Problem details
Starting with the line that holds "Can you see the grass", copy out each remaining line of the listing below, up to and including the last one, and include nothing else.
--
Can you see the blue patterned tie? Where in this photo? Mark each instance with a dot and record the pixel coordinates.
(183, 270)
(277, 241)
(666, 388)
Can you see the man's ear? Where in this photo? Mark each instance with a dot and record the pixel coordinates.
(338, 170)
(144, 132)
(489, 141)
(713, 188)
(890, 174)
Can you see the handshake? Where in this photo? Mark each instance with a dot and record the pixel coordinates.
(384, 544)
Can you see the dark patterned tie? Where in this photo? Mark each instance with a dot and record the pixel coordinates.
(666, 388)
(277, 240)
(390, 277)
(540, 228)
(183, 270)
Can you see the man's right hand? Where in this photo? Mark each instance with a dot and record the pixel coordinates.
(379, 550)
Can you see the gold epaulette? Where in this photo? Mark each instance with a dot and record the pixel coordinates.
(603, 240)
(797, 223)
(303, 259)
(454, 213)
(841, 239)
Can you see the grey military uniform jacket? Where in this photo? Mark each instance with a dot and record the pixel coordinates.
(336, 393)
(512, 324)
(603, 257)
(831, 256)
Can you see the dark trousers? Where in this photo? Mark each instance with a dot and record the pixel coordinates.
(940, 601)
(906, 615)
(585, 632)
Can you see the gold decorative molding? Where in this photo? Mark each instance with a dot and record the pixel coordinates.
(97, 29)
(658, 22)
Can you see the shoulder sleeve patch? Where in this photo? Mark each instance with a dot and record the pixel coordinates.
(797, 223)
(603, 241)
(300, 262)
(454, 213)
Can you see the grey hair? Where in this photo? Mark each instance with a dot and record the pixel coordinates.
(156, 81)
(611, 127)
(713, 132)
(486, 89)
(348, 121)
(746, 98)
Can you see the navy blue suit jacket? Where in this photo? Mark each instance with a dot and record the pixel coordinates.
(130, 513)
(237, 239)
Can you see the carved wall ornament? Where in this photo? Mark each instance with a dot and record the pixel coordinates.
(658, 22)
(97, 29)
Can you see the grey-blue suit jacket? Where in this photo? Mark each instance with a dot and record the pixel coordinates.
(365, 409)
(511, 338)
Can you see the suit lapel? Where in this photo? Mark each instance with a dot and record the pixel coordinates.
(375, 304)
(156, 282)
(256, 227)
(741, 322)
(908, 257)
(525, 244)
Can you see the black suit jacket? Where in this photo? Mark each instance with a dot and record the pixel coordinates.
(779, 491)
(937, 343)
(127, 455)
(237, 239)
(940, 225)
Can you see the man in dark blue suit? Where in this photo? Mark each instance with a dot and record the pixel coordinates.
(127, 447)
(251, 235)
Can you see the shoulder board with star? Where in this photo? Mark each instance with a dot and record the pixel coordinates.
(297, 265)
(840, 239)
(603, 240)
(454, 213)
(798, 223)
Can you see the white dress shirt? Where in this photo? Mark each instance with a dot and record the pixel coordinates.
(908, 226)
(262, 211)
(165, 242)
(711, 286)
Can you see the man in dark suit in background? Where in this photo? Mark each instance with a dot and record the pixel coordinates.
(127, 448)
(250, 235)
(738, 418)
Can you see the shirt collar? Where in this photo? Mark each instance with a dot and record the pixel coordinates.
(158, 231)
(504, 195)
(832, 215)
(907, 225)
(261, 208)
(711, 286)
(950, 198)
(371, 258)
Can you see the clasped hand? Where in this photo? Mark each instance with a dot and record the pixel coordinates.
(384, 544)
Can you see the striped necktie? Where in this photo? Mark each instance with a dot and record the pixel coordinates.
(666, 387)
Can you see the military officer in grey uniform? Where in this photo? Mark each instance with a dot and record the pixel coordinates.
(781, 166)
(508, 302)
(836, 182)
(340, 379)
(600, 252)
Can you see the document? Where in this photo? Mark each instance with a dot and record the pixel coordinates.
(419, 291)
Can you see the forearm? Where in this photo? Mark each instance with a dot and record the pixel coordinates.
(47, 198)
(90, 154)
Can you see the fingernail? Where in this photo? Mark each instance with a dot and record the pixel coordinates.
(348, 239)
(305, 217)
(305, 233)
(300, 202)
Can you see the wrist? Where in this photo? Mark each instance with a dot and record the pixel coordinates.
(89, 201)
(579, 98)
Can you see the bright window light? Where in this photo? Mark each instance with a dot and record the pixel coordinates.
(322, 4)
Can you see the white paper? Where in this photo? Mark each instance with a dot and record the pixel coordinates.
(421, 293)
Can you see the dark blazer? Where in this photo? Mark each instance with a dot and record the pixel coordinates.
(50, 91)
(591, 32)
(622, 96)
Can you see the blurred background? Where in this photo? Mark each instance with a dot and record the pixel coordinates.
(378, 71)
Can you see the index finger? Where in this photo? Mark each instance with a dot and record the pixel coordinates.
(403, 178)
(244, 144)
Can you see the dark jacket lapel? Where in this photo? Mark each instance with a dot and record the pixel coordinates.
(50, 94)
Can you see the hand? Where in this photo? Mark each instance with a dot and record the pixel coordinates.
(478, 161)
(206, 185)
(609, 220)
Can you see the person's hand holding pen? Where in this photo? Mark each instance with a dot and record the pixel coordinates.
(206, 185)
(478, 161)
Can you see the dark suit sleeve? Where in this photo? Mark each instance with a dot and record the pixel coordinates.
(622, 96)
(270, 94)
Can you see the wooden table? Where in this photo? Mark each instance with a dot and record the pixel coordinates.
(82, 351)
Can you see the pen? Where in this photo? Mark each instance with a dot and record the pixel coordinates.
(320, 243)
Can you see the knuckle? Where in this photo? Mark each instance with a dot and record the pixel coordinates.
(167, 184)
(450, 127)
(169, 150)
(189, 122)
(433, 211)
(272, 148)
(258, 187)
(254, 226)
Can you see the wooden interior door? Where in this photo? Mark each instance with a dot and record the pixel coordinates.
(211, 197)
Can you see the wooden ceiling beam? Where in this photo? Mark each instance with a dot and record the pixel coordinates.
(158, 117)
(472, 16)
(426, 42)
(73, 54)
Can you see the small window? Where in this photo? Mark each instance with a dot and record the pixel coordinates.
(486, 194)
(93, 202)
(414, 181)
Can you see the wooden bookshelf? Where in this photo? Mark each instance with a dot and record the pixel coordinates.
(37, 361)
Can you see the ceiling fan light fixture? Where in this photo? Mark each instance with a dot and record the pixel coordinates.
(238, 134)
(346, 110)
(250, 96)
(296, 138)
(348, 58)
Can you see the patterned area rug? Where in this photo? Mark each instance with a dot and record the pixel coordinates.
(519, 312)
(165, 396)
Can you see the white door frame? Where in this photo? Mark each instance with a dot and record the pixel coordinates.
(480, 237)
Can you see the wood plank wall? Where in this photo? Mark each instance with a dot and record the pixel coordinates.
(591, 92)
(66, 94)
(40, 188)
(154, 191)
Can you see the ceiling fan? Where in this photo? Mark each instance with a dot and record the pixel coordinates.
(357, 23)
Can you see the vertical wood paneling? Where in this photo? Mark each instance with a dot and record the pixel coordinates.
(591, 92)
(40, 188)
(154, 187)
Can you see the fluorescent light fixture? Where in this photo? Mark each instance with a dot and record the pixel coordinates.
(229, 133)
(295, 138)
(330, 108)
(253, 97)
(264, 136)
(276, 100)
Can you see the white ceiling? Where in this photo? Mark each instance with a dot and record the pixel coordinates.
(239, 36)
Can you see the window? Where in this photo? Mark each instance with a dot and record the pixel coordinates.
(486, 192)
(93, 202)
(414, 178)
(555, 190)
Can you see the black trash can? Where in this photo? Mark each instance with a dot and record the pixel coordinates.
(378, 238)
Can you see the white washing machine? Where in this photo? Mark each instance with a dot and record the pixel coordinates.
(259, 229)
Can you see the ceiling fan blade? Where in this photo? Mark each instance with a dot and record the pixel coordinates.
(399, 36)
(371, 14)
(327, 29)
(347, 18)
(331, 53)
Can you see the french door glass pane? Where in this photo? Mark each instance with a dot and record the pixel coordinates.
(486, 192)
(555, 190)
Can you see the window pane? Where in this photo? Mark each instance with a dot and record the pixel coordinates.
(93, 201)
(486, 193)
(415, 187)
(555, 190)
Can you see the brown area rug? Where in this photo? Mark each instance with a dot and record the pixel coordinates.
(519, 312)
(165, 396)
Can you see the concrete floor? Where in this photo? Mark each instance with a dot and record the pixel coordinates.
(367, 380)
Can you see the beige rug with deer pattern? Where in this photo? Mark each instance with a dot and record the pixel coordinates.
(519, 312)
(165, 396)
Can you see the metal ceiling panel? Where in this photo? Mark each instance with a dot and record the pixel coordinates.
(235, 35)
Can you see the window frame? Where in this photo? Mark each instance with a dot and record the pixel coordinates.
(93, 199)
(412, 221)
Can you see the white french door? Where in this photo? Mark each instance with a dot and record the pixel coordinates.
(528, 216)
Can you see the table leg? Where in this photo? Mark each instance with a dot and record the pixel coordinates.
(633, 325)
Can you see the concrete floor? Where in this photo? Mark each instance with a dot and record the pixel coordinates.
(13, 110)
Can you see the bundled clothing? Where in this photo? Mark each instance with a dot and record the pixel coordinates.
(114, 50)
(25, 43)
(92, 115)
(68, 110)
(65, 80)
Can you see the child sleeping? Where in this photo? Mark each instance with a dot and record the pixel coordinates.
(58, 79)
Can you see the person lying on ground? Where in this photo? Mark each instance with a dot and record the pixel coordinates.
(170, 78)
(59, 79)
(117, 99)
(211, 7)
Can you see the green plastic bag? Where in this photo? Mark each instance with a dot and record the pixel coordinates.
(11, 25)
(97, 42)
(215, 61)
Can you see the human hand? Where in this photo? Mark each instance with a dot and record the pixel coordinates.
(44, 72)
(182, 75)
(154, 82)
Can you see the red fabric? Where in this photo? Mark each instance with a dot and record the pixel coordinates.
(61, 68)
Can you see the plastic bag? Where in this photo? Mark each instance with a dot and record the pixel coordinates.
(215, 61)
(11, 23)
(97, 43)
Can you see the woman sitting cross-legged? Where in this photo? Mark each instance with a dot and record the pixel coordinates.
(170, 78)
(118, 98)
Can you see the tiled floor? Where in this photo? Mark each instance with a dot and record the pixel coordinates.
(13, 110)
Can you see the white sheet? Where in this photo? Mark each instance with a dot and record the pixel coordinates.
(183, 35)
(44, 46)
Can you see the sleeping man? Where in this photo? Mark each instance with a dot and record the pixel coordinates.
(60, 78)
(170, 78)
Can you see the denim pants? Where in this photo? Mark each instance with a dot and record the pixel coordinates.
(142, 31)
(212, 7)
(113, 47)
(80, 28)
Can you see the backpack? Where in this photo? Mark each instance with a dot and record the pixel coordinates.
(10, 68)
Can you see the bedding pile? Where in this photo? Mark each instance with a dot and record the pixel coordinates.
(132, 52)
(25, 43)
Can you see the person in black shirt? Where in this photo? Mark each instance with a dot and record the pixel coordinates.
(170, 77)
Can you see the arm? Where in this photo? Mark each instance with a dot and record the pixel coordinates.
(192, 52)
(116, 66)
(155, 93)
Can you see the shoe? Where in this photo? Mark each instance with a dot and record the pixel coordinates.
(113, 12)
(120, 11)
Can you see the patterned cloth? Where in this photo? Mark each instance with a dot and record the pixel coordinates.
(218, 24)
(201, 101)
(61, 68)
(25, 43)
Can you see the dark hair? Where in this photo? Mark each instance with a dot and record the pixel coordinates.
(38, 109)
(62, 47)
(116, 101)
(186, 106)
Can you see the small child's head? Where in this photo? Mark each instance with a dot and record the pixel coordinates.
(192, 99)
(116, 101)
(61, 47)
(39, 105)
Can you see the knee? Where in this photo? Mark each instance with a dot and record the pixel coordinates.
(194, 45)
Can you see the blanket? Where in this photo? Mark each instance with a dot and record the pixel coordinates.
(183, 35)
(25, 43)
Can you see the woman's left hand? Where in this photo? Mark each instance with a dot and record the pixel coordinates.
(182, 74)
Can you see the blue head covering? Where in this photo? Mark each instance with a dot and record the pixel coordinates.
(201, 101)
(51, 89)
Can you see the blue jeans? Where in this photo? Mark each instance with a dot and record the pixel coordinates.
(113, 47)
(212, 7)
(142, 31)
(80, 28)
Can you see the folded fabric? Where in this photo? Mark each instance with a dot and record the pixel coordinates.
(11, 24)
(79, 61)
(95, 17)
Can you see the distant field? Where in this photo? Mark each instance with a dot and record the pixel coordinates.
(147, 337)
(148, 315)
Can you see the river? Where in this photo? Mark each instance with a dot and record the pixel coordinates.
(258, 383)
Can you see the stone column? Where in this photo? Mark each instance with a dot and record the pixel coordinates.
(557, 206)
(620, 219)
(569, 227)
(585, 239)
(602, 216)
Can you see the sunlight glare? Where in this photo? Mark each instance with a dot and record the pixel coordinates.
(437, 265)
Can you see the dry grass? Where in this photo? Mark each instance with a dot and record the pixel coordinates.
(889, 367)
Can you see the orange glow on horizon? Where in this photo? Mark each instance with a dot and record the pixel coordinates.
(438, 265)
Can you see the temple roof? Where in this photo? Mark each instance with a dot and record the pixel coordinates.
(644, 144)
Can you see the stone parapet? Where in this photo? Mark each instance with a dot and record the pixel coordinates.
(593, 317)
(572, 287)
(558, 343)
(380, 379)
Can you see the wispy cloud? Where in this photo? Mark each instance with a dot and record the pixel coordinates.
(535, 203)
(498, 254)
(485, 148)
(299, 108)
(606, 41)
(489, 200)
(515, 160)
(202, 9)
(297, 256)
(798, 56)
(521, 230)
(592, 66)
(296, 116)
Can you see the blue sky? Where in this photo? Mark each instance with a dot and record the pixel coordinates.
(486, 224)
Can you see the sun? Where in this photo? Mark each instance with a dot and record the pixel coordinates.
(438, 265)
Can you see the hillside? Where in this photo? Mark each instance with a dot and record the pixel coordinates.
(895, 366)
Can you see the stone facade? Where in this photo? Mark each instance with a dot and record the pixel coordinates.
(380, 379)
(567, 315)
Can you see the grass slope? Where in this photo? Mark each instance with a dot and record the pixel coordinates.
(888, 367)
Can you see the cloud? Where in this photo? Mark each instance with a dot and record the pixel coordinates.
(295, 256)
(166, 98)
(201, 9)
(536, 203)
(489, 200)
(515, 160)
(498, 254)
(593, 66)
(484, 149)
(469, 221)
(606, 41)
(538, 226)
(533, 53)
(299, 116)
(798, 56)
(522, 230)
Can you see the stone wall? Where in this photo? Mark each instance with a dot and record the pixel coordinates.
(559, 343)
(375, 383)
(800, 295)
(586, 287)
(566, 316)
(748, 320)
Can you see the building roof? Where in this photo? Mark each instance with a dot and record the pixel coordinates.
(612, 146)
--
Completed exercise
Can you see the grass slope? Where in this photo? Mark each instance with a dot and record the pixel coordinates.
(888, 367)
Can you see the cloud? Where in this photo? Mark each instance with a dot and record the pixel coordinates.
(295, 256)
(166, 98)
(201, 9)
(536, 203)
(489, 200)
(515, 160)
(498, 254)
(593, 66)
(484, 149)
(469, 221)
(606, 41)
(538, 226)
(533, 53)
(299, 116)
(798, 56)
(522, 230)
Can you see the stone wall? Where in this photo? Mark each instance with a dot and record the pixel coordinates.
(559, 343)
(375, 383)
(800, 295)
(586, 287)
(566, 316)
(748, 320)
Can you see the building roof? Where in this photo? Mark each instance with a dot and record the pixel coordinates.
(612, 146)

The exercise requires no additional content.